Please gather each line of the listing below that includes the word "cobblestone", and copy every one of them unchanged.

++++++++++

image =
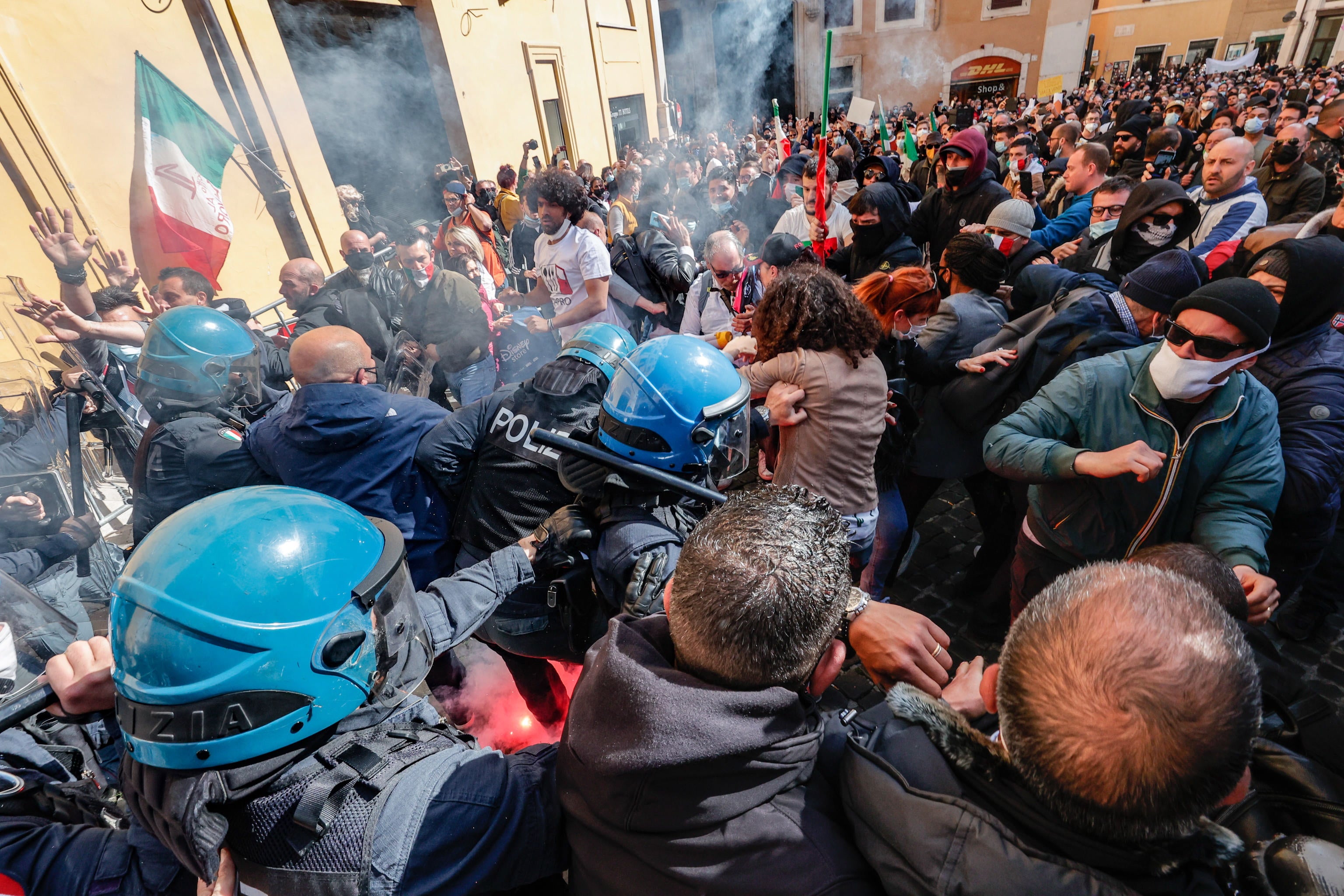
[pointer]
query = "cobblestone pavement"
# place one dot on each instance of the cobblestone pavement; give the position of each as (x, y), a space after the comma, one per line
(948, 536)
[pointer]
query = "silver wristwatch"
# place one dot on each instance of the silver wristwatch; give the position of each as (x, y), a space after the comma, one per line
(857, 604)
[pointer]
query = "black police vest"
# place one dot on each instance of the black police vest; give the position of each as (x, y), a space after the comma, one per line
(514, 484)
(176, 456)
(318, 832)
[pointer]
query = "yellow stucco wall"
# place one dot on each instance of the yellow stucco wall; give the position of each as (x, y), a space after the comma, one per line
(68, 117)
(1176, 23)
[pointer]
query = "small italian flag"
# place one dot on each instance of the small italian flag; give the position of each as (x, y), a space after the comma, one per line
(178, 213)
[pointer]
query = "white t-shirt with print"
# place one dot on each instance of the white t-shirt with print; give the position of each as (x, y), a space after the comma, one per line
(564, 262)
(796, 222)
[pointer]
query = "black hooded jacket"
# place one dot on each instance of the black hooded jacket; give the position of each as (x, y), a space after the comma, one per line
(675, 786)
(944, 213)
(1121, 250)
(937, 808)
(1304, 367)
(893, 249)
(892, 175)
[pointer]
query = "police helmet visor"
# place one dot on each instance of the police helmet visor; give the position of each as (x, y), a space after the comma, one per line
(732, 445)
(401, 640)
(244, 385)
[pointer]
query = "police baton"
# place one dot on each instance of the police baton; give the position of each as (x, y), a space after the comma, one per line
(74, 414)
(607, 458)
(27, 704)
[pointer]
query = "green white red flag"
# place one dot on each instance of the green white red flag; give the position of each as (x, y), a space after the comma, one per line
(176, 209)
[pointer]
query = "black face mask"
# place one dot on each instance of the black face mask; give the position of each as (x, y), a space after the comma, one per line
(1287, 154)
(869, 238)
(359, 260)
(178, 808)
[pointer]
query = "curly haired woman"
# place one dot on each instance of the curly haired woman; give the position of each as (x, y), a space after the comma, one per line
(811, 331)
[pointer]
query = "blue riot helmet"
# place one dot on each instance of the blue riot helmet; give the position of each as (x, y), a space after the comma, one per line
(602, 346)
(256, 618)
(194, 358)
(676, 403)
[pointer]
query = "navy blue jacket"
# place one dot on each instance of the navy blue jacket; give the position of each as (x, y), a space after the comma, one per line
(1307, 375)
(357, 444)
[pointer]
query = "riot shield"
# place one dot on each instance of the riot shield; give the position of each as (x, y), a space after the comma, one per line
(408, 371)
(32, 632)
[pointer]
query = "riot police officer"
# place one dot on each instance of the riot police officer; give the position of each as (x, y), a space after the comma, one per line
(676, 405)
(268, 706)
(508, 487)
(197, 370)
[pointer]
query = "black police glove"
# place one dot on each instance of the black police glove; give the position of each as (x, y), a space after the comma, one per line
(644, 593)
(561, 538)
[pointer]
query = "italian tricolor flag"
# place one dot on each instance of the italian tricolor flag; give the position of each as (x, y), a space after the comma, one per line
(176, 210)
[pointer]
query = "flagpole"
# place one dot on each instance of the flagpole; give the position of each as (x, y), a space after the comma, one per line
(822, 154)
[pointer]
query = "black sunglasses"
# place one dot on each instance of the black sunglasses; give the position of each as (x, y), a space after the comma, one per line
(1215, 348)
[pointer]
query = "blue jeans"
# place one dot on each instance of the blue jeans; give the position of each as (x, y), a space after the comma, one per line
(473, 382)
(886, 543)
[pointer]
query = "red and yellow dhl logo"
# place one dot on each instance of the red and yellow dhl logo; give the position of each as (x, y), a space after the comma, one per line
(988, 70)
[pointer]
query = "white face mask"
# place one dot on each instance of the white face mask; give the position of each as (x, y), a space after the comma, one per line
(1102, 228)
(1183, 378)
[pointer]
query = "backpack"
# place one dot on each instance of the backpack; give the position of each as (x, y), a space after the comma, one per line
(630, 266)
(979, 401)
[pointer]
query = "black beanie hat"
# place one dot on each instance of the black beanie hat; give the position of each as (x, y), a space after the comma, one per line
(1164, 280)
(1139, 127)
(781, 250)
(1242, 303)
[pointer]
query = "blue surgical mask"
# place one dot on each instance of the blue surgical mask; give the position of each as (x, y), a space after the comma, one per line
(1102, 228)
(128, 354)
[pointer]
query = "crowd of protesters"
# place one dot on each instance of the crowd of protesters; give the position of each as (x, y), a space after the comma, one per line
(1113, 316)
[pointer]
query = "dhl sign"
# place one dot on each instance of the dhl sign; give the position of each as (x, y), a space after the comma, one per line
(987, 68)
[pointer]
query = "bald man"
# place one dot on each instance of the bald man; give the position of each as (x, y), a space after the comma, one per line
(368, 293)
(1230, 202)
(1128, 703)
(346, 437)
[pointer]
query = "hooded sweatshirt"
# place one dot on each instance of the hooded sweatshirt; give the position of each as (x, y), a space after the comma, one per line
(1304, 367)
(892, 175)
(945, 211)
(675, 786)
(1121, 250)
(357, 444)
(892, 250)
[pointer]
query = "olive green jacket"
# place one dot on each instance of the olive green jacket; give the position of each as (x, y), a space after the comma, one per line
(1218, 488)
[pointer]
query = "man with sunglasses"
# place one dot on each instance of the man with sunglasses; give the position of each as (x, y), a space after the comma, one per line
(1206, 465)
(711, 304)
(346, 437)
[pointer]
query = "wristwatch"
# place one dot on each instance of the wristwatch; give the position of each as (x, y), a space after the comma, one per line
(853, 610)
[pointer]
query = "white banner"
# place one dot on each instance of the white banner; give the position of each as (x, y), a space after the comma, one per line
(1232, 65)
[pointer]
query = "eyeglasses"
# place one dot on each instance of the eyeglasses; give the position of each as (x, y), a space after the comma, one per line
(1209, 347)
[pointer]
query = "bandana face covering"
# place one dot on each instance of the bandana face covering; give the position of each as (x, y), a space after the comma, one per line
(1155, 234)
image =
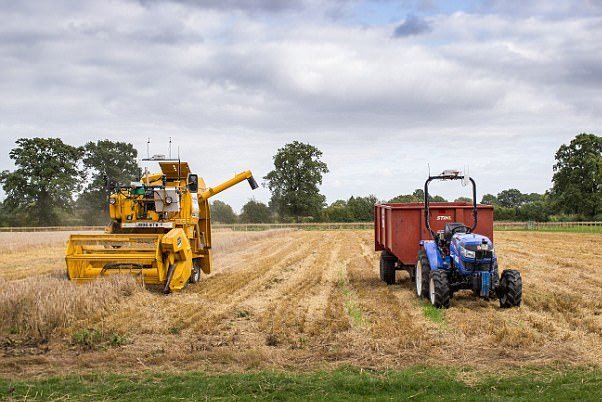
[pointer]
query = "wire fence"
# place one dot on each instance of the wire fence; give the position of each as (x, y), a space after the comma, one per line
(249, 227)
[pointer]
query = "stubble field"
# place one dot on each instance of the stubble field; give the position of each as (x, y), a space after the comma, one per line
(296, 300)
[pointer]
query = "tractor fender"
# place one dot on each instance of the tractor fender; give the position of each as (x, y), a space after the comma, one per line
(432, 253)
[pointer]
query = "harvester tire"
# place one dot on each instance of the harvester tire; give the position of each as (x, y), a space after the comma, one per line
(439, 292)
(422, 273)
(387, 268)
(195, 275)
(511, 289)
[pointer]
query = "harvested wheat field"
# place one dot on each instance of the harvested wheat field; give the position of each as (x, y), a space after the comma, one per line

++++++++++

COMPLETED EXERCISE –
query = "cobblestone pavement"
# place one dot on each instance of the cobblestone pavement; give the position of each as (x, y), a space after the comma, one per line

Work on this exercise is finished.